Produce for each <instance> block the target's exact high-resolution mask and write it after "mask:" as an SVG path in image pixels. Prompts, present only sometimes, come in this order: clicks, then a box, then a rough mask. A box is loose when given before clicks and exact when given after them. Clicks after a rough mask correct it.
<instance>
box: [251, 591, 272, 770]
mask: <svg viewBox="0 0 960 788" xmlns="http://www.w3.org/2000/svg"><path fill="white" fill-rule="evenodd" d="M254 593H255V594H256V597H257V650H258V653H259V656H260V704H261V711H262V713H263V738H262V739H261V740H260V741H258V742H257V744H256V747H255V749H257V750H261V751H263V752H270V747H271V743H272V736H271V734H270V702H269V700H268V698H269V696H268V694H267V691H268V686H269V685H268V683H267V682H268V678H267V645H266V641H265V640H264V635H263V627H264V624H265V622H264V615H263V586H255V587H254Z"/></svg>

* * *

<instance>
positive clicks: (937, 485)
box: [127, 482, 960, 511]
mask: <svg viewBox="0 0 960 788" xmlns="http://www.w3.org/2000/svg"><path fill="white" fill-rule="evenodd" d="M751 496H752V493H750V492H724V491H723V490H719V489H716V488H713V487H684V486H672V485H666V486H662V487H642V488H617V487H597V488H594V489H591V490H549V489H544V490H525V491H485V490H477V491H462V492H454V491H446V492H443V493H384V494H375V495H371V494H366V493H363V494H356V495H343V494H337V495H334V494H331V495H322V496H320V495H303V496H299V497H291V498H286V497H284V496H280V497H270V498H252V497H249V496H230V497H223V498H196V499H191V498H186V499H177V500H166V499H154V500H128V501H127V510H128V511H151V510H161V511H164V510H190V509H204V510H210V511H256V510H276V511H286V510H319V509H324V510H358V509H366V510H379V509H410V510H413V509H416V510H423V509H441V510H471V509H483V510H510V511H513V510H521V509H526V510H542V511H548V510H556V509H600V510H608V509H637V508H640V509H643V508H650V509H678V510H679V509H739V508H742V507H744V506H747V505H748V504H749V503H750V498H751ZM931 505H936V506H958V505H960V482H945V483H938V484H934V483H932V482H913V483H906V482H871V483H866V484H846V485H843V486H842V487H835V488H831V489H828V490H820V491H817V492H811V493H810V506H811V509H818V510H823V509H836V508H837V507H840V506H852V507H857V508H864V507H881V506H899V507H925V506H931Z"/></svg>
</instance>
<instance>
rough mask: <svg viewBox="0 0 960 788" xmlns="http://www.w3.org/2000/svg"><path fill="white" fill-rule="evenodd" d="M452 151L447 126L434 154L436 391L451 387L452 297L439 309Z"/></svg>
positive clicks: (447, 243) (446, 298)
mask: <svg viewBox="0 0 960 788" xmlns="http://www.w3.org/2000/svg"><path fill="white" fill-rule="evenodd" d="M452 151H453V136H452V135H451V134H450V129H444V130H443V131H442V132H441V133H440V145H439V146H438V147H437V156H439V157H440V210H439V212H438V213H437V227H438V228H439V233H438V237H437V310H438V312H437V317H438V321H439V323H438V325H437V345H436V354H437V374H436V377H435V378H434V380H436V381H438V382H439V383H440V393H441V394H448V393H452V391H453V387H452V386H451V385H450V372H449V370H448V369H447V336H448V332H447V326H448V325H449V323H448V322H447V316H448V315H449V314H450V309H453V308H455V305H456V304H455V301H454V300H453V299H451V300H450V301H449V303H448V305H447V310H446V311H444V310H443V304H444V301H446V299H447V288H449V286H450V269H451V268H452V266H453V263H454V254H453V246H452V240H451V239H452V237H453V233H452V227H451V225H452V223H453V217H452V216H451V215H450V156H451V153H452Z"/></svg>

---

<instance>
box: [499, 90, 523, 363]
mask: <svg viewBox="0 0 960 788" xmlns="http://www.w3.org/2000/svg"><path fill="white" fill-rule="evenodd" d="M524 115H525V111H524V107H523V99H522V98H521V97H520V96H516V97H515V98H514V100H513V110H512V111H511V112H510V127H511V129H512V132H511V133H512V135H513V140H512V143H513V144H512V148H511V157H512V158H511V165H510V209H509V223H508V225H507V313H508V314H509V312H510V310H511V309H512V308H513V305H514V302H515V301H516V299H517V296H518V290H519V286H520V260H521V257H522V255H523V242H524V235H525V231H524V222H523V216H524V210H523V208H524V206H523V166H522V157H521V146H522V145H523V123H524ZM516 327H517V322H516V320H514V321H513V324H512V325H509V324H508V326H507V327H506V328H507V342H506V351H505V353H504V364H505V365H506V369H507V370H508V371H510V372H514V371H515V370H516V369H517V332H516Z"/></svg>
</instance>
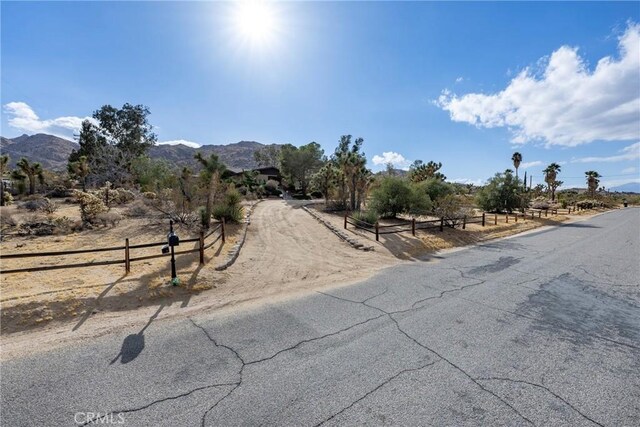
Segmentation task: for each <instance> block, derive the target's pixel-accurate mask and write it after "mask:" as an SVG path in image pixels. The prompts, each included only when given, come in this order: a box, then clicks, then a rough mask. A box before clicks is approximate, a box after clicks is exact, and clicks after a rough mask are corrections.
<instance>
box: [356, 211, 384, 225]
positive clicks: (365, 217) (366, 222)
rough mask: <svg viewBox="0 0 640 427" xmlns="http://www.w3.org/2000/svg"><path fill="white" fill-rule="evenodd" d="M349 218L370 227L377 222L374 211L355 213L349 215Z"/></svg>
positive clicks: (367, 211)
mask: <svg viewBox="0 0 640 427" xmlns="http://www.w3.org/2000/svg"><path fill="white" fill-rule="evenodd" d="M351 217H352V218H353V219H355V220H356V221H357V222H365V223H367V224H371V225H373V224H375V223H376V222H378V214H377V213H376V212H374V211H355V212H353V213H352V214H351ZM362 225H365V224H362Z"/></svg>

## About this exercise
Each line above that contains the word "block" should be returned.

## Your solution
Produce for each <instance> block the target's exact high-resolution mask and write it after "mask:" as an SVG path in image pixels. Prompts, present only sometimes, come in this order: clicks, then a box, then a rough mask. A box is loose when given before clicks and exact when given after them. Clicks after a rough mask correct it.
Segmentation task: for each <instance> block, derive the target's pixel-accurate mask and write it after "mask:" as an SVG path in image pixels. The prompts, each included only when given, come in this order: a box, then clicks, then a rough mask. A box before clicks is approximate, a box after clicks is exact, and clicks after a rough mask are corrections.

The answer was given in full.